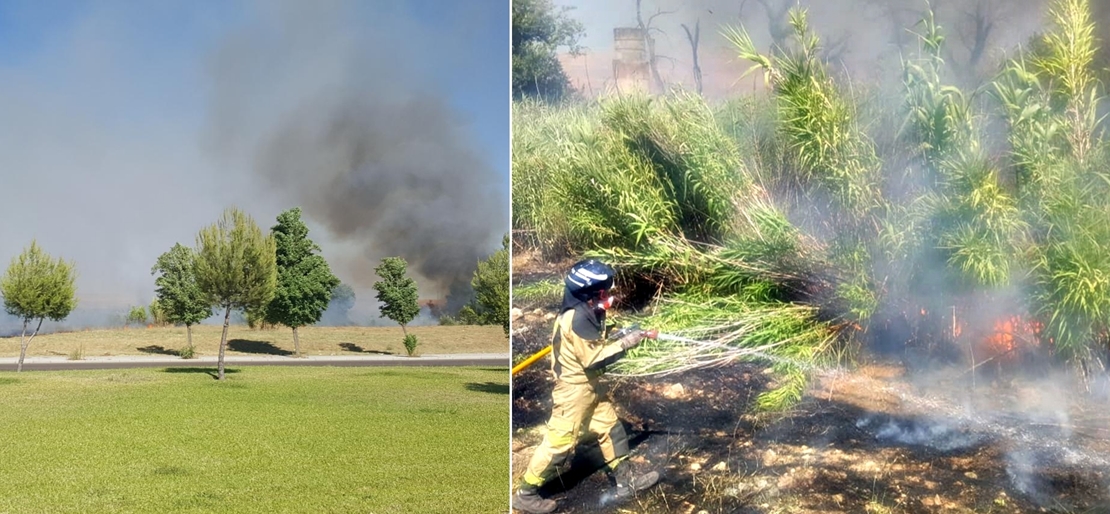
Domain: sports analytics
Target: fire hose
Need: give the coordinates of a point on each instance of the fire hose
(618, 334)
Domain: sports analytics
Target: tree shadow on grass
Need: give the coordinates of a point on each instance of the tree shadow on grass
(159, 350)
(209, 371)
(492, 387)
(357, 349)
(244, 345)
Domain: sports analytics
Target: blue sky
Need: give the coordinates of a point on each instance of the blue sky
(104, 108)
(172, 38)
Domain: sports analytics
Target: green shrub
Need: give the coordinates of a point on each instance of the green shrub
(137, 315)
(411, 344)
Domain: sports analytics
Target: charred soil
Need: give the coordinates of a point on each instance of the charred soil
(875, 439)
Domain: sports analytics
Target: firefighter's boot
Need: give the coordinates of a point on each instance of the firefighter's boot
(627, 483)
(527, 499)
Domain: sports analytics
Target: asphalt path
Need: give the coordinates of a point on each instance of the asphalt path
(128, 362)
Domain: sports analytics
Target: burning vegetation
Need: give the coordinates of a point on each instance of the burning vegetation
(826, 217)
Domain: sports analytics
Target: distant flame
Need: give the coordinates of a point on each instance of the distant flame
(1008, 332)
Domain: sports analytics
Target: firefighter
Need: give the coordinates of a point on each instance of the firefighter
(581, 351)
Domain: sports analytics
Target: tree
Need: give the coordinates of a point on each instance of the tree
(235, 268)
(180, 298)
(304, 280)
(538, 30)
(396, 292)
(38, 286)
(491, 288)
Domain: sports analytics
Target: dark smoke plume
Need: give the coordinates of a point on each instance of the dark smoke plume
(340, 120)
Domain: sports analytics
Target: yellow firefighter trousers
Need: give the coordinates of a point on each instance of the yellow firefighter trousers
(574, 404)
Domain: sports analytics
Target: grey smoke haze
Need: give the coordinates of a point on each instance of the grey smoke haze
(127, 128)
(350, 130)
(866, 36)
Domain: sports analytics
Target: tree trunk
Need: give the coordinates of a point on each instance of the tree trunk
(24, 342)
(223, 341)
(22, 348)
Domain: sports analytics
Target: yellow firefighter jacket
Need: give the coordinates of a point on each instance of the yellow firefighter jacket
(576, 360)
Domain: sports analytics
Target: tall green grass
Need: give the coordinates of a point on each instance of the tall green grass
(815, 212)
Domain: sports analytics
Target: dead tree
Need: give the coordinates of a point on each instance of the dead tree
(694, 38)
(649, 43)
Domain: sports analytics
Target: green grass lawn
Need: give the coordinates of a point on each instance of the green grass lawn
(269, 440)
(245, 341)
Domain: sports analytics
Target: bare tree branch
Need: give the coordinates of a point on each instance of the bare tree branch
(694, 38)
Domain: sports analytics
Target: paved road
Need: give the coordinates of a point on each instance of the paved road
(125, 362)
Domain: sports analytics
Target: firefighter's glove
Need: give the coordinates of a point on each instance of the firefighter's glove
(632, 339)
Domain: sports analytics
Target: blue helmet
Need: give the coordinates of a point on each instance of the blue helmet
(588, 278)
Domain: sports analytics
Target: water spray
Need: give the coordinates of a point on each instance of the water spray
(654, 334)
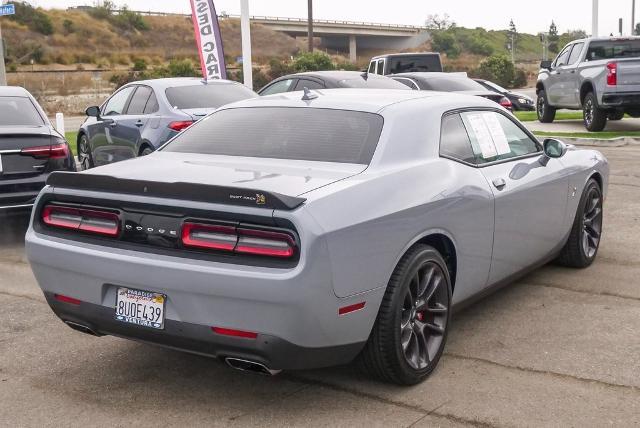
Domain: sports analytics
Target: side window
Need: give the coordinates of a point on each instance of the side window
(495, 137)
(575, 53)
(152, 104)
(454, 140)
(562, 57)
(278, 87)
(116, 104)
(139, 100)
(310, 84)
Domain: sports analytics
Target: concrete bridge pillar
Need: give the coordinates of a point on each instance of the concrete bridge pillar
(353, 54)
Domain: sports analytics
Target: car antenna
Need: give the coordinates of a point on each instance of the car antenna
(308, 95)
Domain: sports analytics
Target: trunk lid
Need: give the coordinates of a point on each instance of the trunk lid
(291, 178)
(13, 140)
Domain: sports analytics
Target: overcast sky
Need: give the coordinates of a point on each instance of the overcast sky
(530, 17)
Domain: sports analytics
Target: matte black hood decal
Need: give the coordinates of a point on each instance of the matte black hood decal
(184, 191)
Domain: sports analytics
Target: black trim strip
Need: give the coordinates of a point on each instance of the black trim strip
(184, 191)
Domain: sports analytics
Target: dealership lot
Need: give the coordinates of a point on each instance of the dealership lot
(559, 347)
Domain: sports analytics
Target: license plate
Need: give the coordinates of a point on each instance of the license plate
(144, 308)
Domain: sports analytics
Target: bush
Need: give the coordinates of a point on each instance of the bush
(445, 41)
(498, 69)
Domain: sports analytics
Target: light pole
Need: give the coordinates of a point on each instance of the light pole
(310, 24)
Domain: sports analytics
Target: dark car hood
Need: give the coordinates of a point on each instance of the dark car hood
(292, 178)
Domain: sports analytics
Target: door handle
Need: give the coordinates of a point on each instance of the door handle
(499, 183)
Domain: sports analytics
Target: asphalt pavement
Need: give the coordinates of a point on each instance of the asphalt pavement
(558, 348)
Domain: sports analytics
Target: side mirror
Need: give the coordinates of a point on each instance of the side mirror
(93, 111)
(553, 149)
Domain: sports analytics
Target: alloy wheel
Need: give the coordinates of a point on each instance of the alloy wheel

* _EXERCISE AIM_: Each line above with the string "alloy" should be reported in full.

* _SOLUTION TO THE PROBLEM_:
Target: alloy wheel
Need: give the coordinates of a point on each instance of the alloy wheel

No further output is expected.